* ФРАГМЕНТ ДОКУМЕНТА

· · · ·

Читаем Прошлое толкует нас полностью

Отступление это было типичным для первой мировой войны, стихийным, как оползни, событием. Оно представляло собой неизвестно где и как начавшееся роевое движение армии, сопровождавшееся неожиданными смешениями частей, массовой сдачей в плен, убийством офицеров и повальным дезертирством. Когда разрозненные, перепутавшиеся войска подошли к мосту через Тальяменто, их встретили чистенькие и одухотворенные представители полевой жандармерии. Они выхватывали из толпы офицеров и вершили над ними скорый суд чести. Вот язык, на котором говорили судьи:

«— Вам известно, что офицер всегда должен находиться при своей части?

Ему было известно…

— Из-за вас и подобных вам варвары вторглись в священные пределы отечества.

— Позвольте, — сказал подполковник.

— Предательство, подобное вашему, отняло у нас плоды победы.

— Вам когда-нибудь случалось отступать? — спросил подполковник.

— Итальянцы не должны отступать.

Мы стояли под дождем и слушали все это. Мы стояли против офицеров, а арестованный впереди нас и немного в стороне.

· · · ·

* ЗАПИСИ НАБОРА ДАННЫХ
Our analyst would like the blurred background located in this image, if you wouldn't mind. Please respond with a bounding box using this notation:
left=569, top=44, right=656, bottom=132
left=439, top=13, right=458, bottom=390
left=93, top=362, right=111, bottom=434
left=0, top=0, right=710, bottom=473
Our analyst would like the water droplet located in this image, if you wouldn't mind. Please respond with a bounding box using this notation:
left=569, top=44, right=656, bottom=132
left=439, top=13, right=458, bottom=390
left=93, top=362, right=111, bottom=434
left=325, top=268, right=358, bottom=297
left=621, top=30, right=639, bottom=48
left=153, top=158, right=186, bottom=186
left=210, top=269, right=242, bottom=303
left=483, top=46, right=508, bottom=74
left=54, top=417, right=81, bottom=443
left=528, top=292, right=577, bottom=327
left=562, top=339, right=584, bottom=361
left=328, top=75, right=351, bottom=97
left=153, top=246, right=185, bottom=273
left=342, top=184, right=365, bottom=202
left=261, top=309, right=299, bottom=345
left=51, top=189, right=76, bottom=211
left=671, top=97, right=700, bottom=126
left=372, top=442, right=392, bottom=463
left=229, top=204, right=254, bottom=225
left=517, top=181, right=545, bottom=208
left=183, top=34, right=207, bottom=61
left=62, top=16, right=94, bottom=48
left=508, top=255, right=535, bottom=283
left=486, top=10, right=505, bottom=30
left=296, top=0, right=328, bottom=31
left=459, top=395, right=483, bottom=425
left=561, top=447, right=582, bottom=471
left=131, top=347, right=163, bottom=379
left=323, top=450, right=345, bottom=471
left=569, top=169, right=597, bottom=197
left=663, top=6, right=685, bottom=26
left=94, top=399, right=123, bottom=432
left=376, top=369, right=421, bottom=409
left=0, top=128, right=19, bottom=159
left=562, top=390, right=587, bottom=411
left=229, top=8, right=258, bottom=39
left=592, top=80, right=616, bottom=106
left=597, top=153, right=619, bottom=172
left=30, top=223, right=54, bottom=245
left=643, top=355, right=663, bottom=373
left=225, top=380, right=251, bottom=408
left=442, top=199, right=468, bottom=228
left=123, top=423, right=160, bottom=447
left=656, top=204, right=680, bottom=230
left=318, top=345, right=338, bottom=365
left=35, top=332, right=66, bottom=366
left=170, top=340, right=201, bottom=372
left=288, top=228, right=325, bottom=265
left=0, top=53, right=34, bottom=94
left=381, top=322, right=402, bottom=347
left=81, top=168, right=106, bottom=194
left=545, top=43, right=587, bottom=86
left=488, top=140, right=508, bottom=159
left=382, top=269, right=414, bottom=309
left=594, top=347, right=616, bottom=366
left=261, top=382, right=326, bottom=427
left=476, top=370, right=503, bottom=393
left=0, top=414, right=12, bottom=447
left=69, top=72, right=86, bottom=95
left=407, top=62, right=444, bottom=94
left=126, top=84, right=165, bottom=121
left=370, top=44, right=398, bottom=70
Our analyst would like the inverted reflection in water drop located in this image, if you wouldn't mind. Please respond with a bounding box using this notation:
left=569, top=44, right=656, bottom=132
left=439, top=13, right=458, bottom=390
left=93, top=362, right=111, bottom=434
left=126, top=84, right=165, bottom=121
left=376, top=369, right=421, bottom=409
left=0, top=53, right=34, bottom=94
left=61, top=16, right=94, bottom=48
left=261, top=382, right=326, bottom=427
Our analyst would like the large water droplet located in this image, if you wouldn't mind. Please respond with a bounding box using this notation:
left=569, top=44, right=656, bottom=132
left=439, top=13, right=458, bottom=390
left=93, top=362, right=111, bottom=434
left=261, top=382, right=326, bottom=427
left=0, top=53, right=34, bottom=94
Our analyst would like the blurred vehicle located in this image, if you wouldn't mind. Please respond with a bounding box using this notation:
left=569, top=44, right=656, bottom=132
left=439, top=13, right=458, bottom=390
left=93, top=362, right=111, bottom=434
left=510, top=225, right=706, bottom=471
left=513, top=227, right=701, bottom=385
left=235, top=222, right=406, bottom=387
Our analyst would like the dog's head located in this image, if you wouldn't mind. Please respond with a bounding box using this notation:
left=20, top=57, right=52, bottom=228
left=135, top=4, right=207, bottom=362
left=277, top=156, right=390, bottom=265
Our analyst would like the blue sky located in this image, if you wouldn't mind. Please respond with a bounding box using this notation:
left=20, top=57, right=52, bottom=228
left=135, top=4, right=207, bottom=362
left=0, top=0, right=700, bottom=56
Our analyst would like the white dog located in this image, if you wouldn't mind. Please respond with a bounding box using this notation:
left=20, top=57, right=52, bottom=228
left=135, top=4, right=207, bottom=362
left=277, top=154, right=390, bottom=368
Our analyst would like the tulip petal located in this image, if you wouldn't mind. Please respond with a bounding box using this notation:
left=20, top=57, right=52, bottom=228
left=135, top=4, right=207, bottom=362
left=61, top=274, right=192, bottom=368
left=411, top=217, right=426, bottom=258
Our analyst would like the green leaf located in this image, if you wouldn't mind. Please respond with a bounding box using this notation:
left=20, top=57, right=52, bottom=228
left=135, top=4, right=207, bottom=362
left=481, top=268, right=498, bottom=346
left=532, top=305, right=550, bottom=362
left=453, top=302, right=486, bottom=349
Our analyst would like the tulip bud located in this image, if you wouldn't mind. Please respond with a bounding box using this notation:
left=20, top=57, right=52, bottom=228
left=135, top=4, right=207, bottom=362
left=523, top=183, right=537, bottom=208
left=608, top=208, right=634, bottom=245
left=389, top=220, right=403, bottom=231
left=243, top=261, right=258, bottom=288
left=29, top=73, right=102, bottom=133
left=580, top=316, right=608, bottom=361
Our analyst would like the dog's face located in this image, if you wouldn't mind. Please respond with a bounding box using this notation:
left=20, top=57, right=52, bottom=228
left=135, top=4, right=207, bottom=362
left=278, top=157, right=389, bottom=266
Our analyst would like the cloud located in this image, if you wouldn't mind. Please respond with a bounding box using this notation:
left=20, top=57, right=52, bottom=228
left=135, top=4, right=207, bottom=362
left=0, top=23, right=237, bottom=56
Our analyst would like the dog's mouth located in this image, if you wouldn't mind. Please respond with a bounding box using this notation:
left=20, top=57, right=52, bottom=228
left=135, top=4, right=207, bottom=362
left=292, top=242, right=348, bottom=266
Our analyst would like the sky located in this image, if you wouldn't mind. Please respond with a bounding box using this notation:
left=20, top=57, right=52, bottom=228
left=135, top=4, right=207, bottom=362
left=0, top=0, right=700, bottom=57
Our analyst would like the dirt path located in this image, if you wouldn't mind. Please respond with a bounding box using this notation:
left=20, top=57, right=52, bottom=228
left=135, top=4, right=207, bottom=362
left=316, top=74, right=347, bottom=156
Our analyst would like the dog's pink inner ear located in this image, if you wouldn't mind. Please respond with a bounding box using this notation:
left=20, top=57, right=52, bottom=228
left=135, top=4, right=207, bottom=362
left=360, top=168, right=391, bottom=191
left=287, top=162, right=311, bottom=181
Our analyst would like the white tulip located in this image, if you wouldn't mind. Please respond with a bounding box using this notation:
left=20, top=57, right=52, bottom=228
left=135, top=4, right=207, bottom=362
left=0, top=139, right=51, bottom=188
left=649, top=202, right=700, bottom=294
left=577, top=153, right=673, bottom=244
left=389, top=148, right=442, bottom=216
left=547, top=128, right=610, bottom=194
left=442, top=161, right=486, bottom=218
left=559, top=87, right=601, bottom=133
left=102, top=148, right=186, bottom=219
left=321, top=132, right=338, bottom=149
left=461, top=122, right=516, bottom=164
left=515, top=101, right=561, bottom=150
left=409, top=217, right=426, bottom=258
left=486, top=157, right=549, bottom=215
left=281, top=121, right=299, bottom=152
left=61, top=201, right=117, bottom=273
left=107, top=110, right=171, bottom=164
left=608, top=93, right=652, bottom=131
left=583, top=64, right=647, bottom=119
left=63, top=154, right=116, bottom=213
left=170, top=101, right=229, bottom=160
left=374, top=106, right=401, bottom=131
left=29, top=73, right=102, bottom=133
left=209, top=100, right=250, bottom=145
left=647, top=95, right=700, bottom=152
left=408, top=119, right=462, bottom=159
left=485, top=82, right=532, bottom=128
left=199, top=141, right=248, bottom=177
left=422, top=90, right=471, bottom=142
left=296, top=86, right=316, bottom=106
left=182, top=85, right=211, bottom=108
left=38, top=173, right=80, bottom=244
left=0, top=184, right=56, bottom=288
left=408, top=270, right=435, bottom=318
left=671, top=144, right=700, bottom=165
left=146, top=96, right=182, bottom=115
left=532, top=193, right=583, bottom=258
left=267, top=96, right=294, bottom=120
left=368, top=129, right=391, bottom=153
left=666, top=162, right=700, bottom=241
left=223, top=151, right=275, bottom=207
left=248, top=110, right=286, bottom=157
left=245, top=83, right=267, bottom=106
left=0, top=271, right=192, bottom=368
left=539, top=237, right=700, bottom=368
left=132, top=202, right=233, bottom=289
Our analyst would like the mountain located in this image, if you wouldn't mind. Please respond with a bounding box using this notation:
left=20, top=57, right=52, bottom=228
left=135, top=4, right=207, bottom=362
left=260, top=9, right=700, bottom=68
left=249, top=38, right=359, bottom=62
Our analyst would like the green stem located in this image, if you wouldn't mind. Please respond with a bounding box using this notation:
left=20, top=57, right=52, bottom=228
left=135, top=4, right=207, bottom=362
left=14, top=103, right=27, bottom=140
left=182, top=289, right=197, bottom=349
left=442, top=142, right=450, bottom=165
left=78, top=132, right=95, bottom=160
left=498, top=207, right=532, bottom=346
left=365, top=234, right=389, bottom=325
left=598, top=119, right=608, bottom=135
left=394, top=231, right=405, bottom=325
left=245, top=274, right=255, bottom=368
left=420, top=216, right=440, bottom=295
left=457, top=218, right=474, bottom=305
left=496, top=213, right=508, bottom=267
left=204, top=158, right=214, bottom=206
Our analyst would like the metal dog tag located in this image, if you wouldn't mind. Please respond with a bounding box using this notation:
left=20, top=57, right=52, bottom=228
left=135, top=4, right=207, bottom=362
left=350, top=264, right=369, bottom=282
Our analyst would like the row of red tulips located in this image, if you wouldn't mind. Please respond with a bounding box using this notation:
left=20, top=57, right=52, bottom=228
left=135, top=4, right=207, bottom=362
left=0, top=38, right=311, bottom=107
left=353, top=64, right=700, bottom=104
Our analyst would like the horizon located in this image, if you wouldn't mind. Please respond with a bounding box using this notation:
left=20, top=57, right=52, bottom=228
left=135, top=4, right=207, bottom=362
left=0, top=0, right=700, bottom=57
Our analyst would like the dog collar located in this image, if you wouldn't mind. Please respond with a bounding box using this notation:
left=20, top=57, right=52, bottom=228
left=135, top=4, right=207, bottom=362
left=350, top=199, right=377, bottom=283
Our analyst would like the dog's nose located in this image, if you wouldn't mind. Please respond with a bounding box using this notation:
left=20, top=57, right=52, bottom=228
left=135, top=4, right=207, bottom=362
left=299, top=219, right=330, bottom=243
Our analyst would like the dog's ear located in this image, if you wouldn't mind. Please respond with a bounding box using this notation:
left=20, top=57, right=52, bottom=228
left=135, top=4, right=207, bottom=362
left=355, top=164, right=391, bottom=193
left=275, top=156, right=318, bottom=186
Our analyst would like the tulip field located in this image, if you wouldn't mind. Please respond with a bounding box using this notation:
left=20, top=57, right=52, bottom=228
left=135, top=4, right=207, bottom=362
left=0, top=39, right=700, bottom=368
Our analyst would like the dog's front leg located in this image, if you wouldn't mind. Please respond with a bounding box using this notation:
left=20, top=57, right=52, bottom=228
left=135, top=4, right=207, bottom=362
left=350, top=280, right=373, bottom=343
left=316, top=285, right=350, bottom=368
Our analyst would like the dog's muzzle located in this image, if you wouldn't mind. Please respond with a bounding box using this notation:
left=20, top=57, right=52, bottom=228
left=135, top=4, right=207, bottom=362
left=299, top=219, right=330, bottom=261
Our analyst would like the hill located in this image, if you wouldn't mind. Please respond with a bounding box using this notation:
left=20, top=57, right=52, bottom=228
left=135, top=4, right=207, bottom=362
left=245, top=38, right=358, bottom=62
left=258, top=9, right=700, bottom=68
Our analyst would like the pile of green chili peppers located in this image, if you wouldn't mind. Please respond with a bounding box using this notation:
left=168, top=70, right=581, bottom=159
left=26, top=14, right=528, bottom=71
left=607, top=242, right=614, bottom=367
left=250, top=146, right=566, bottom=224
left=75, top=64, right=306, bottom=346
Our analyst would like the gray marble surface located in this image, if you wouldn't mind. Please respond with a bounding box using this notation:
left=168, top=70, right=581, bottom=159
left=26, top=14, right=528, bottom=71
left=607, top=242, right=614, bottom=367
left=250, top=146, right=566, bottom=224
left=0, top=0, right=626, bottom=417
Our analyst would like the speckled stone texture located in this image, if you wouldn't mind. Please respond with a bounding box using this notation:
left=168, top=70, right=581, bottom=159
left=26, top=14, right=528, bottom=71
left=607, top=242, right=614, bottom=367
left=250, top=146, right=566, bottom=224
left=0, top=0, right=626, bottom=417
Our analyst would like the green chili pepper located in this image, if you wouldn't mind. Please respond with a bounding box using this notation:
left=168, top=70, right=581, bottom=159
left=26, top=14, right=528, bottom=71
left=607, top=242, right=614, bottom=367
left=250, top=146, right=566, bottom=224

· · · ·

* ТРЕБУЕТСЯ ВЫПОЛНИТЬ
Ответьте по фрагменту об отступлении:
(a) К мосту через какую реку подошли войска?
(b) Кто встретил войска у этого моста?
(c) Что было сказано в ответ на вопрос подполковника «Вам когда-нибудь случалось отступать?»

* РЕЗУЛЬТАТ ВЫПОЛНЕНИЯ
(a) Через Тальяменто.
(b) Представители полевой жандармерии.
(c) «Итальянцы не должны отступать».